(TASK DESCRIPTION): Search the material for the word "mountain" and report each line where it turns up.

__________

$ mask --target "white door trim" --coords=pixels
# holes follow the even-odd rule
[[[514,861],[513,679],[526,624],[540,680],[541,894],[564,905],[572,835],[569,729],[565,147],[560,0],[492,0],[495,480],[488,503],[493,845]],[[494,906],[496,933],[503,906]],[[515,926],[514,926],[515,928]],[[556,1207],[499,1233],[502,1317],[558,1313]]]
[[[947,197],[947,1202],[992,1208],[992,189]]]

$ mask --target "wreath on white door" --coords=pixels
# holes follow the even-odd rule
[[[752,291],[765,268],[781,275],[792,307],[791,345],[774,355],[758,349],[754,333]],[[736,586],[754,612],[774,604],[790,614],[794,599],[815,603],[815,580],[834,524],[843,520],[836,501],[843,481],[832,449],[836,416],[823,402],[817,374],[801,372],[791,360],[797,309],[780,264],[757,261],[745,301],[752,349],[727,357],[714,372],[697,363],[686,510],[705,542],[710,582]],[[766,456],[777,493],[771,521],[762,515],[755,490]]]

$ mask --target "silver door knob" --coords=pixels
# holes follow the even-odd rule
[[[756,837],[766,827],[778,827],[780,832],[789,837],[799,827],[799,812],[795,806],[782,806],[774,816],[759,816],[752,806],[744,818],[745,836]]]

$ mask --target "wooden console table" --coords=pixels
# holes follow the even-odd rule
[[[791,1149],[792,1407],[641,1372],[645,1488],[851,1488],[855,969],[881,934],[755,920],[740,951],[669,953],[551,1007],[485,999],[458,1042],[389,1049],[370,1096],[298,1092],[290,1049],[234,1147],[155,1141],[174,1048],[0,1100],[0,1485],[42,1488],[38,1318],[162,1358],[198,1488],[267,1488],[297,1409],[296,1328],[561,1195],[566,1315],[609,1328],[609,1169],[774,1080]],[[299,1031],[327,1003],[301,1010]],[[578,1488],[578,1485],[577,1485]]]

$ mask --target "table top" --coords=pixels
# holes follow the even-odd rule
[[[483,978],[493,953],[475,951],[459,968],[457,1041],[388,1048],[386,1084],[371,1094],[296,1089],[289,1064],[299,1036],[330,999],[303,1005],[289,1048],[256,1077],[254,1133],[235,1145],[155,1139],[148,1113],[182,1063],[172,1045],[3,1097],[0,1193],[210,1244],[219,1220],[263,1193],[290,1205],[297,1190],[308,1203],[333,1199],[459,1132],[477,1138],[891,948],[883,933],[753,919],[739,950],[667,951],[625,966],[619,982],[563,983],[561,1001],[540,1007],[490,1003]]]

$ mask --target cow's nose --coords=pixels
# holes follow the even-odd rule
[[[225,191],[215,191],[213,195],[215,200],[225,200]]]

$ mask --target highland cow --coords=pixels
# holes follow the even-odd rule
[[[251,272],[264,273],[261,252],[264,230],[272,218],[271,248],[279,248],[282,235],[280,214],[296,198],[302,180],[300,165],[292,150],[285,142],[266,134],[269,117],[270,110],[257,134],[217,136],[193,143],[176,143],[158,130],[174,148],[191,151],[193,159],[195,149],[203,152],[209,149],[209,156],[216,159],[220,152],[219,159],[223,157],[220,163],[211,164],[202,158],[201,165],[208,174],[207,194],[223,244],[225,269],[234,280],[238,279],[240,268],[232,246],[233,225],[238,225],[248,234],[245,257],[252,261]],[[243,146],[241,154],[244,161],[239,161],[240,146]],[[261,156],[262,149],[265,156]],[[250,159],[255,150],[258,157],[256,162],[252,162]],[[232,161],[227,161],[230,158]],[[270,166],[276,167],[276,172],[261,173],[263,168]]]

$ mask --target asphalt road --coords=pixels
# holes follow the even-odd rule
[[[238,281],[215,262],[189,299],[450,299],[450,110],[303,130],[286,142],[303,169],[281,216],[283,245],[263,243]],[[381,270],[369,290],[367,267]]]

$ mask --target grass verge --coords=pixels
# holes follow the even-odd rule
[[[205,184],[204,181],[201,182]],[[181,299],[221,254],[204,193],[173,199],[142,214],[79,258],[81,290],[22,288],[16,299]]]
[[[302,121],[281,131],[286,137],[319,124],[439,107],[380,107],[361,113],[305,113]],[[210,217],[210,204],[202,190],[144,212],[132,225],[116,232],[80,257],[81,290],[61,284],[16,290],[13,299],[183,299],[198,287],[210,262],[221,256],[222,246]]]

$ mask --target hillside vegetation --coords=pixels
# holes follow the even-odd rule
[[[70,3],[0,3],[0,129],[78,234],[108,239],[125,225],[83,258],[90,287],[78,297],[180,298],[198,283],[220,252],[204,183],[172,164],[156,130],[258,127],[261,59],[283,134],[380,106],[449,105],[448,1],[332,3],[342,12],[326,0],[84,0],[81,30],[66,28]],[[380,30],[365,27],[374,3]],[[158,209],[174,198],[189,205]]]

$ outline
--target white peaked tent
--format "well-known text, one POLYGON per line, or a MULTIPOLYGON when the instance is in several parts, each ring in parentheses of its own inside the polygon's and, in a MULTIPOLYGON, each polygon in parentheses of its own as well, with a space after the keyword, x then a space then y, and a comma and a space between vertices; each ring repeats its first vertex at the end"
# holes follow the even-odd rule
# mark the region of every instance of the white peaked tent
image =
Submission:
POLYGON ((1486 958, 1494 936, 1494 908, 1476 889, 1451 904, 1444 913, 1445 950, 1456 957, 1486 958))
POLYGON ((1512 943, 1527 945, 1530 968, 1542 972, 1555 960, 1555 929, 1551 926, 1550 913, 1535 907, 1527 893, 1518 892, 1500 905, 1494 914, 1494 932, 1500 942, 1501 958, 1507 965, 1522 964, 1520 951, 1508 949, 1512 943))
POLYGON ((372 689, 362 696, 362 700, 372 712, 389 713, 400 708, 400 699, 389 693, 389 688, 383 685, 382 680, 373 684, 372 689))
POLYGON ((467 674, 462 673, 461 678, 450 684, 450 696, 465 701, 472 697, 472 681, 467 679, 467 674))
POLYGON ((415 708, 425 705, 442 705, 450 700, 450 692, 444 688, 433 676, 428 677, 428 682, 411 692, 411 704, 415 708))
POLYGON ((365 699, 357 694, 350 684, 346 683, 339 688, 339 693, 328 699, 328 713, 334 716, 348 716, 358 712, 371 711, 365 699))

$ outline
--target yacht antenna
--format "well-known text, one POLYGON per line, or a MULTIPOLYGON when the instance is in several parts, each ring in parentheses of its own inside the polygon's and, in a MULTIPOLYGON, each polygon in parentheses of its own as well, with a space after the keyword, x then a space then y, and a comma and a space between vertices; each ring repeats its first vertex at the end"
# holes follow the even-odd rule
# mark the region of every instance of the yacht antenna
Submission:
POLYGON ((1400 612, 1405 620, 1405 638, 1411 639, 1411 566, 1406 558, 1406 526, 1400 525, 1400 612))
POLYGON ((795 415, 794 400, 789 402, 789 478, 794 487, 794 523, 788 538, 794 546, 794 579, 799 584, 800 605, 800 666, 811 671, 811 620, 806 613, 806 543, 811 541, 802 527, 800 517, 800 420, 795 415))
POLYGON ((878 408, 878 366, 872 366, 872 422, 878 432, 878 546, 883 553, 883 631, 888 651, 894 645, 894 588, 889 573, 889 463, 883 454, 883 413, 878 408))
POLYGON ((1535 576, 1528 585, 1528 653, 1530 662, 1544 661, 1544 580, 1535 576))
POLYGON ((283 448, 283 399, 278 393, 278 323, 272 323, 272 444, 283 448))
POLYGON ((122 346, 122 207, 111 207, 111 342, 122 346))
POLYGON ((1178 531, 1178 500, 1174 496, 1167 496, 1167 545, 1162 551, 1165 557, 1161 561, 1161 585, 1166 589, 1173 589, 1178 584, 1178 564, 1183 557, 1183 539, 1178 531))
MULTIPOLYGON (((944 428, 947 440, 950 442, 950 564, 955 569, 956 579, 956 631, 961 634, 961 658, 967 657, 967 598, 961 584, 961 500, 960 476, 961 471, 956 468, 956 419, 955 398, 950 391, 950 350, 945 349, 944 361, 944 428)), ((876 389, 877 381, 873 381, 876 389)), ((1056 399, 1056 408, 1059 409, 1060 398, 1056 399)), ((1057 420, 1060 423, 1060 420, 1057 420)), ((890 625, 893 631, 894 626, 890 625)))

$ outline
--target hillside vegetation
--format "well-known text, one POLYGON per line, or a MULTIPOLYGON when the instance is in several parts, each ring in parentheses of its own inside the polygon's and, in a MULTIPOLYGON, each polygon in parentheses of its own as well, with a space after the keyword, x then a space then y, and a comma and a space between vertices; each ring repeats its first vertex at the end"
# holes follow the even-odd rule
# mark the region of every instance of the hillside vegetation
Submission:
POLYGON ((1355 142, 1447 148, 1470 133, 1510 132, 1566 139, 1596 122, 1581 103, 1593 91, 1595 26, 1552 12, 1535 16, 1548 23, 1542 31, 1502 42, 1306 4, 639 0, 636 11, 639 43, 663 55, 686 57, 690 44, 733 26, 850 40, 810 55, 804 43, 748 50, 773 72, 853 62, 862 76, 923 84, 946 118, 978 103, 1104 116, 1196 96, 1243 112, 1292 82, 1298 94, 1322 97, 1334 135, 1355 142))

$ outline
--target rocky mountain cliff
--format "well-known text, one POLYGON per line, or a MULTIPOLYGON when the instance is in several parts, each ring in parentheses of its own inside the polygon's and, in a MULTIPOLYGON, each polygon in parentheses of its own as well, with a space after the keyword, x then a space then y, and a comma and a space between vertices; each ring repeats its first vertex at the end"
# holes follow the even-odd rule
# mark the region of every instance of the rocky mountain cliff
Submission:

__________

(WRITTEN ANSWER):
--target rocky mountain cliff
# mark the region of every instance of the rocky mountain cliff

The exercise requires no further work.